RAW RECORDS:
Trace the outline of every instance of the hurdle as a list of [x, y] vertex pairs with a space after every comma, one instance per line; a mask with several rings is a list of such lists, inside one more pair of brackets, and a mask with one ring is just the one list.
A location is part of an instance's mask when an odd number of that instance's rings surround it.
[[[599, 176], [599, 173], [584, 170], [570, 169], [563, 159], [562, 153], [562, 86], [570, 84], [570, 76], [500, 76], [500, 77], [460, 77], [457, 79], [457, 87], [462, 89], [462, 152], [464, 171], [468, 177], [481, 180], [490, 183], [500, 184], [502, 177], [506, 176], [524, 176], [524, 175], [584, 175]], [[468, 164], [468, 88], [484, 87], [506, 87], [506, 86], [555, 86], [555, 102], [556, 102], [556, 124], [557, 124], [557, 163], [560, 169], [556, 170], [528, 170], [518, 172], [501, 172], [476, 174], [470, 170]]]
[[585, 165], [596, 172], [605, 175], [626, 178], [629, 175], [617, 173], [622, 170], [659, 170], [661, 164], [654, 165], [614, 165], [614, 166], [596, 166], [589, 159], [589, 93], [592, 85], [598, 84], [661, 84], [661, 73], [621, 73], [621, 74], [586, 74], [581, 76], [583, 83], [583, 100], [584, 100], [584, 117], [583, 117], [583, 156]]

--

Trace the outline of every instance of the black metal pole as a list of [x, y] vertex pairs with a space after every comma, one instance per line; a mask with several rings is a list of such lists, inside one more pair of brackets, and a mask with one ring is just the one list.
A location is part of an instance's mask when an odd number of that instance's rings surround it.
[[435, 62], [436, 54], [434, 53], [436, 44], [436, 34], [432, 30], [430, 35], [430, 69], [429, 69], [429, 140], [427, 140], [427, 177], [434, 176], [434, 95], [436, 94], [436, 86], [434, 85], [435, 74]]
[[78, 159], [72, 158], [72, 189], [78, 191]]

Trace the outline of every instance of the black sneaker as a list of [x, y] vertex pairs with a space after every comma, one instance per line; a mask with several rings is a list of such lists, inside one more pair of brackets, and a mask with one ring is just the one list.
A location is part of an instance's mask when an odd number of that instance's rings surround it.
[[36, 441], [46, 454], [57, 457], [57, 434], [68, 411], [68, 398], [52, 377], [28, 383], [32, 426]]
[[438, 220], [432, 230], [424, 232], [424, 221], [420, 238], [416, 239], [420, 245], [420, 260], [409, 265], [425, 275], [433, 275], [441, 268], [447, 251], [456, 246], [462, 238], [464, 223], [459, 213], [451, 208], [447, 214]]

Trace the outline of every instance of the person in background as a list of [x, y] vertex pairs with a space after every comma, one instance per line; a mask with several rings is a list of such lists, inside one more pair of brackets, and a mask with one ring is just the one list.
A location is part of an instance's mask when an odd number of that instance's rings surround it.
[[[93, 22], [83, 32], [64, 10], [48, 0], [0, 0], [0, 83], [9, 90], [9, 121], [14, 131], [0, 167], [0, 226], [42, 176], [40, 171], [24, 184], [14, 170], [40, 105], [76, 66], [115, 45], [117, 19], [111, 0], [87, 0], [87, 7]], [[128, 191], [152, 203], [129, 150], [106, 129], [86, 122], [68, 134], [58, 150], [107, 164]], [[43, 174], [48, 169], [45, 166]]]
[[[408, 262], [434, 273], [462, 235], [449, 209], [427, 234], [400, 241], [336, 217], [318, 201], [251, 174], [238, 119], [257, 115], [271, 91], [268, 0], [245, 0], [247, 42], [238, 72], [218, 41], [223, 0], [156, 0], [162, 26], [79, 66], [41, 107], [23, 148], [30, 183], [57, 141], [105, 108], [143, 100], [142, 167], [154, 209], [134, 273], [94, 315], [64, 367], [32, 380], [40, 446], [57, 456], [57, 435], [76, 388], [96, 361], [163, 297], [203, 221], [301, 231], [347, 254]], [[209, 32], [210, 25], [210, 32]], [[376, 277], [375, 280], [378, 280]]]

WHAT THE EXERCISE ASKS:
Copy out, character for character, the lines from the one containing "Trace the outline of every instance of the hurdle" up to and including the one containing "117], [583, 156]]".

THE RESULT:
Trace the outline of every instance of the hurdle as a list of [x, y] vertex pairs with a space after every comma, one instance per line; a mask with several rings is a list of such lists, inside one more pair of brackets, and a mask with one ring is just the one list.
A location is part of an instance's mask when an odd number of that instance's rings surround it.
[[[599, 176], [599, 173], [584, 170], [570, 169], [563, 159], [562, 153], [562, 86], [570, 84], [570, 76], [500, 76], [500, 77], [460, 77], [457, 79], [457, 87], [462, 89], [462, 152], [464, 171], [468, 177], [481, 180], [490, 183], [500, 184], [502, 177], [506, 176], [524, 176], [524, 175], [584, 175]], [[468, 164], [468, 88], [484, 87], [506, 87], [506, 86], [555, 86], [555, 102], [556, 102], [556, 124], [557, 124], [557, 163], [560, 169], [556, 170], [528, 170], [518, 172], [501, 172], [476, 174], [470, 170]]]
[[585, 165], [596, 172], [605, 175], [626, 178], [629, 175], [617, 173], [622, 170], [659, 170], [661, 164], [654, 165], [614, 165], [614, 166], [596, 166], [589, 159], [589, 93], [592, 85], [598, 84], [661, 84], [661, 73], [621, 73], [621, 74], [586, 74], [581, 76], [583, 83], [583, 100], [584, 100], [584, 117], [583, 117], [583, 156]]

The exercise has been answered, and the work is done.